---------- ENTRIES
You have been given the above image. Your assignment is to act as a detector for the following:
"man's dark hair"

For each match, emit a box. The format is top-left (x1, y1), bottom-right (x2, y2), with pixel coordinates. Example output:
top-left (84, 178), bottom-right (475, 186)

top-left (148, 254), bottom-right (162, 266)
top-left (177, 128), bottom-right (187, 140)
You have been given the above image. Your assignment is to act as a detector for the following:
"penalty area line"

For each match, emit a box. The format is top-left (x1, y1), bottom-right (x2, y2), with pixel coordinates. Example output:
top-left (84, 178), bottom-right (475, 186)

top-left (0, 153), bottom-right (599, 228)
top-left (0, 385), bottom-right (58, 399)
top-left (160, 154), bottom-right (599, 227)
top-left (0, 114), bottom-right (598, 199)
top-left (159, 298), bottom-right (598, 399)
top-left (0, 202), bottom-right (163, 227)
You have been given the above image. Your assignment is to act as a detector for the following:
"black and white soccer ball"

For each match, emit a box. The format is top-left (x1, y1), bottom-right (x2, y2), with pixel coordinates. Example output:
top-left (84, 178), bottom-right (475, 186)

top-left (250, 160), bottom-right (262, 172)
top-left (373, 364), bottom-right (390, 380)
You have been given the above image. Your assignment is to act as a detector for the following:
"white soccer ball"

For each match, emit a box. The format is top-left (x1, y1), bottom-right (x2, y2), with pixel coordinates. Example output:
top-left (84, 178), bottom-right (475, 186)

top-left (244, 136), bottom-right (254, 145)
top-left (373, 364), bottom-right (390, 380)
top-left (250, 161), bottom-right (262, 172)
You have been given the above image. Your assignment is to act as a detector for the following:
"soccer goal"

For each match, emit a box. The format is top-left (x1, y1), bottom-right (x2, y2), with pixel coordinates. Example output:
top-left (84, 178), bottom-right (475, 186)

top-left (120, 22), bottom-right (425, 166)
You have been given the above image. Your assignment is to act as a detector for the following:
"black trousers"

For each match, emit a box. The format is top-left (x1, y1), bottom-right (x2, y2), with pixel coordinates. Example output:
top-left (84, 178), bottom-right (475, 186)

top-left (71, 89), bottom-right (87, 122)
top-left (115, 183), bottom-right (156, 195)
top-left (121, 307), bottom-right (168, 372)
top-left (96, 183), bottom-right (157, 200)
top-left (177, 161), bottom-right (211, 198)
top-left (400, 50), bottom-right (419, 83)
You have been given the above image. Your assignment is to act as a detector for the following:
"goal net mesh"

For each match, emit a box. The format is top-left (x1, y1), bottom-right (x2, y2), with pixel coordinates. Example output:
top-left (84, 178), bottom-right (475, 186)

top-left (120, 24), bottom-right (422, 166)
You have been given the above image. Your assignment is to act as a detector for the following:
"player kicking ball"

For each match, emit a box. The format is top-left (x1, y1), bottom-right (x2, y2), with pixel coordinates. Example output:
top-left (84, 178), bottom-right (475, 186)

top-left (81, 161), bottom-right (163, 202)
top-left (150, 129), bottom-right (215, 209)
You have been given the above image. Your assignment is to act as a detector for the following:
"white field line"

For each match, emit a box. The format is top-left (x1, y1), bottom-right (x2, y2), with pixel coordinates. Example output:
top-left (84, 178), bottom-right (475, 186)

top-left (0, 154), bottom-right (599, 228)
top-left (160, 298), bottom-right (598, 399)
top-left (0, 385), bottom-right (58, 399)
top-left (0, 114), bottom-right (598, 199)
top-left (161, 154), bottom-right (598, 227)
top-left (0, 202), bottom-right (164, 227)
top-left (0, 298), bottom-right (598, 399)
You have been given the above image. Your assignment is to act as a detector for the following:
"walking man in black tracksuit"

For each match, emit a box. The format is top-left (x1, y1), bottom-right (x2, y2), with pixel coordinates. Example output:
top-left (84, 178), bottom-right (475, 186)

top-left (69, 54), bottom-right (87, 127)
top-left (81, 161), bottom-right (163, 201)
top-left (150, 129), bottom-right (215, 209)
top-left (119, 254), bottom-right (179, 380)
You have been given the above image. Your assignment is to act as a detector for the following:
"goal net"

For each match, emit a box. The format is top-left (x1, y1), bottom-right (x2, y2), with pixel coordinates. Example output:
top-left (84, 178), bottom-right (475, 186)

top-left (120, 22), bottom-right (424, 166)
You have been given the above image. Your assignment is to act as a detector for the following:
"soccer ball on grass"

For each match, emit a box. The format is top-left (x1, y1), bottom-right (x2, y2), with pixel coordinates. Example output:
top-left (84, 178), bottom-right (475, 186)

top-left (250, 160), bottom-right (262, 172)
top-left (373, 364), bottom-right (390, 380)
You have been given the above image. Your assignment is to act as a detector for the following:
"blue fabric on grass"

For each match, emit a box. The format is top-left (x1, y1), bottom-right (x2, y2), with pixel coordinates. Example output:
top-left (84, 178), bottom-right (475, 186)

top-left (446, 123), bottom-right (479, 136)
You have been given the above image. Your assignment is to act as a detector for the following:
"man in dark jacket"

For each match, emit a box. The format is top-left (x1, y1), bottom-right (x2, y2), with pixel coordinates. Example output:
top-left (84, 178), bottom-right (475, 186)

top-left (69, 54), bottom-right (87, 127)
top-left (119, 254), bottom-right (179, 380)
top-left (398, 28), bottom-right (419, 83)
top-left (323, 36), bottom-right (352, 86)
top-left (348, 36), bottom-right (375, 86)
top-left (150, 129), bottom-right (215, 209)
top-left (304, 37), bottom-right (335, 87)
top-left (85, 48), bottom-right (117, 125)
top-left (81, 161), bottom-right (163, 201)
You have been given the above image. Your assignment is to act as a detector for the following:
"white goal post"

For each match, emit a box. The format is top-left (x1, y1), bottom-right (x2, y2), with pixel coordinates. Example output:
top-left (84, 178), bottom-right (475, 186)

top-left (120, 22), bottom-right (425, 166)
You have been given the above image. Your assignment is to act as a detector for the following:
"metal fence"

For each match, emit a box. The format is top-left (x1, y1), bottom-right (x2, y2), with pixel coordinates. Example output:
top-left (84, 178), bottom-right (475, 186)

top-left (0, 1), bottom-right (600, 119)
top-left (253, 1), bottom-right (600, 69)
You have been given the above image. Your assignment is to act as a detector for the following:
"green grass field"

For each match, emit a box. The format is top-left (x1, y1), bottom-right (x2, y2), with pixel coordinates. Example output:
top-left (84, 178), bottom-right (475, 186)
--------------------
*WHAT IS ASKED:* Which lines in the records contain the string "grass"? Copy each one, and treat uppercase and lowercase as different.

*THE RESULT:*
"soccer ball on grass"
"blue fabric on grass"
"green grass field"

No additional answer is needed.